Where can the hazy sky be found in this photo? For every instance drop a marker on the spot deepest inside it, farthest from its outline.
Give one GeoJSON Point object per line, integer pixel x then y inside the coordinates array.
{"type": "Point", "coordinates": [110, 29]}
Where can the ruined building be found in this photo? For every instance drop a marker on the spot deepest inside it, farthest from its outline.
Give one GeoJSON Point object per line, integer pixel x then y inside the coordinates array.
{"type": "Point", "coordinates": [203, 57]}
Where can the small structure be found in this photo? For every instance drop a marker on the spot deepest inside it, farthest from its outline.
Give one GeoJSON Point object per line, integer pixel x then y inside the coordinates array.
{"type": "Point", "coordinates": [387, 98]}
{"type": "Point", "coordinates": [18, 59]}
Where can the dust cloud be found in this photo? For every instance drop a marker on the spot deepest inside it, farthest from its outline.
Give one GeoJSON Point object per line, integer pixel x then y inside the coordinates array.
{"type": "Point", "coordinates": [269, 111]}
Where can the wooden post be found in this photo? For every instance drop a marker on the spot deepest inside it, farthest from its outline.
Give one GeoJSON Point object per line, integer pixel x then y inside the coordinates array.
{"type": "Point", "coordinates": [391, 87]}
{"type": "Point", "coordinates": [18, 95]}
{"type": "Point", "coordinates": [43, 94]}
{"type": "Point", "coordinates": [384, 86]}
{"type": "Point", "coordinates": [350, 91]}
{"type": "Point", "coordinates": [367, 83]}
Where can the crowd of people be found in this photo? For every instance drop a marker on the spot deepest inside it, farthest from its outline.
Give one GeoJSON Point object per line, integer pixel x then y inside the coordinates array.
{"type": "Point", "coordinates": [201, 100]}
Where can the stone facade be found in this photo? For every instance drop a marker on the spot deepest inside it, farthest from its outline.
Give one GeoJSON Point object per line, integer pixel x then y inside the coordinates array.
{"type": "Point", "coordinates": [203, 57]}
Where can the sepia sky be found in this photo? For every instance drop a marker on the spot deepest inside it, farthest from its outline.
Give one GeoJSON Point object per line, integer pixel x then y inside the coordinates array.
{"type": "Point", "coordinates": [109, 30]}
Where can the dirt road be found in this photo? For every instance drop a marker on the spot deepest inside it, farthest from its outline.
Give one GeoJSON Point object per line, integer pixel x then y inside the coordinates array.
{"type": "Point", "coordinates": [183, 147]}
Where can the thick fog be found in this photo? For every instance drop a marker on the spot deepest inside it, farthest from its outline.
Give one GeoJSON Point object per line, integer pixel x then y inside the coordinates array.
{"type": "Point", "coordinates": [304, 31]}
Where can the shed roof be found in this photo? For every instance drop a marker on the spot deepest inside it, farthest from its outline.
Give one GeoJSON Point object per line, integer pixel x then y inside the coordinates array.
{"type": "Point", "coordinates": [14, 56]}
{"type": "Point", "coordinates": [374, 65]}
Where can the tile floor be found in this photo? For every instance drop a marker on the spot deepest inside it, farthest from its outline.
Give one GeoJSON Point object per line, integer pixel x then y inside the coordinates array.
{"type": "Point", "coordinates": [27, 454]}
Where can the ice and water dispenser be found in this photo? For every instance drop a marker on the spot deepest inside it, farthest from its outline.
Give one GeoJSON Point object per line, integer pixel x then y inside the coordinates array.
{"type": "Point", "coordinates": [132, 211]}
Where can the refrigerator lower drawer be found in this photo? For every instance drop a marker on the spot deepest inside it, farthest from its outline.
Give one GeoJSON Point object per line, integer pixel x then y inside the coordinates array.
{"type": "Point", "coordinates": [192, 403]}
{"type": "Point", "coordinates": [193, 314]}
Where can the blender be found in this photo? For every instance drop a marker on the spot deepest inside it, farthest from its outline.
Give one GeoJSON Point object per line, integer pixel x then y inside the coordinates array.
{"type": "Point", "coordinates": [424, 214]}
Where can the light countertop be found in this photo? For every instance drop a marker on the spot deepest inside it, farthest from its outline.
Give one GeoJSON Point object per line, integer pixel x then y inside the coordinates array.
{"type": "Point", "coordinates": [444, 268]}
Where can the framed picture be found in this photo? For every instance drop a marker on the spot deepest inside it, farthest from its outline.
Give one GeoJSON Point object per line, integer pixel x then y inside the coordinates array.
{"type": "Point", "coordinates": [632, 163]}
::::::::::
**Brief**
Retype the entries exactly, including every line.

**Correct answer**
Where can the hazy sky be found in this photo? For every instance drop a marker on the spot deepest inside it, farthest from its outline.
Give one GeoJSON Point object per line, integer pixel x then y inside the coordinates array.
{"type": "Point", "coordinates": [110, 29]}
Where can the ruined building be found in this photo? For every instance drop a marker on the spot deepest inside it, farthest from its outline.
Give one GeoJSON Point object per line, integer pixel x then y inside the coordinates array.
{"type": "Point", "coordinates": [203, 57]}
Where can the small structure be found in this photo? For every instance drop a marker on the spot deepest inside it, farthest from its outline.
Give one GeoJSON Point object per line, integer pixel x then y inside the coordinates array.
{"type": "Point", "coordinates": [387, 98]}
{"type": "Point", "coordinates": [18, 59]}
Where can the dust cloud be found in this photo? For every instance drop a marker on the spot deepest inside it, farthest from its outline.
Give one GeoJSON Point object per line, integer pixel x then y inside the coordinates array.
{"type": "Point", "coordinates": [269, 111]}
Where can the wooden post be found in this photo? For every instance drop a marker on the spot deepest inside it, farthest from its outline.
Give one GeoJSON Point object per line, integer pixel x then y inside the coordinates array.
{"type": "Point", "coordinates": [391, 87]}
{"type": "Point", "coordinates": [18, 95]}
{"type": "Point", "coordinates": [43, 94]}
{"type": "Point", "coordinates": [384, 86]}
{"type": "Point", "coordinates": [350, 91]}
{"type": "Point", "coordinates": [367, 83]}
Where can the crowd of people be found in this photo? For every instance drop a marker on the spot deepest inside it, farthest from its outline.
Give one GeoJSON Point object per line, integer pixel x then y inside the coordinates array.
{"type": "Point", "coordinates": [201, 100]}
Where can the stone facade be found in this photo? For every instance drop a marker on the spot deepest inside it, farthest from its outline.
Give one GeoJSON Point object per line, integer pixel x then y inside the coordinates array.
{"type": "Point", "coordinates": [203, 57]}
Where can the sepia sky be found in this photo? For every instance drop a marker on the spot deepest inside it, farthest from its outline.
Give one GeoJSON Point object per line, integer pixel x then y inside the coordinates array.
{"type": "Point", "coordinates": [109, 30]}
Where can the dirt road be found in this photo? For every instance drop a marker on the spot deepest inside it, farthest from its outline.
Give one GeoJSON Point object per line, integer pixel x then y inside the coordinates array.
{"type": "Point", "coordinates": [183, 147]}
Where can the thick fog be found in this photo? For every instance drop a marker on the spot deepest inside it, farthest from its outline.
Give one GeoJSON Point object per line, integer pixel x then y inside the coordinates array.
{"type": "Point", "coordinates": [304, 31]}
Where can the shed roof be found in this photo? For every instance drop a marker on the spot deepest inside it, farthest from its outline.
Give one GeoJSON Point object per line, integer pixel x then y inside the coordinates array.
{"type": "Point", "coordinates": [14, 56]}
{"type": "Point", "coordinates": [374, 65]}
Where can the tile floor be found in this photo? For every instance drop a marker on the spot deepest inside it, farthest from its outline.
Give one GeoJSON Point object per line, integer pixel x then y inside the coordinates array.
{"type": "Point", "coordinates": [27, 454]}
Where can the ice and water dispenser be found in this photo? For every instance drop a marker on the spot deepest inside it, farthest from its outline.
Give one GeoJSON Point object per line, integer pixel x then y inside the coordinates array.
{"type": "Point", "coordinates": [132, 211]}
Where can the refrigerator lower drawer be found in this photo? For every instance drop a marker on the spot deepest inside it, farthest from its outline.
Give one GeoJSON Point object per line, integer pixel x then y inside the coordinates array.
{"type": "Point", "coordinates": [192, 403]}
{"type": "Point", "coordinates": [193, 314]}
Where can the blender be found in this photo? For every instance drop a marker on the spot deepest inside it, farthest from its outline.
Give one GeoJSON Point object per line, integer pixel x then y inside the coordinates array.
{"type": "Point", "coordinates": [424, 214]}
Where can the light countertop be found in this photo? For every instance drop a marker on the spot deepest inside it, farthest from its outline.
Give one GeoJSON Point object per line, integer pixel x then y inside the coordinates array.
{"type": "Point", "coordinates": [444, 268]}
Where can the framed picture be found in this photo? For every instance drop a marker on the spot deepest inside it, farthest from its outline.
Give one GeoJSON Point object per line, integer pixel x then y inside the coordinates array.
{"type": "Point", "coordinates": [632, 163]}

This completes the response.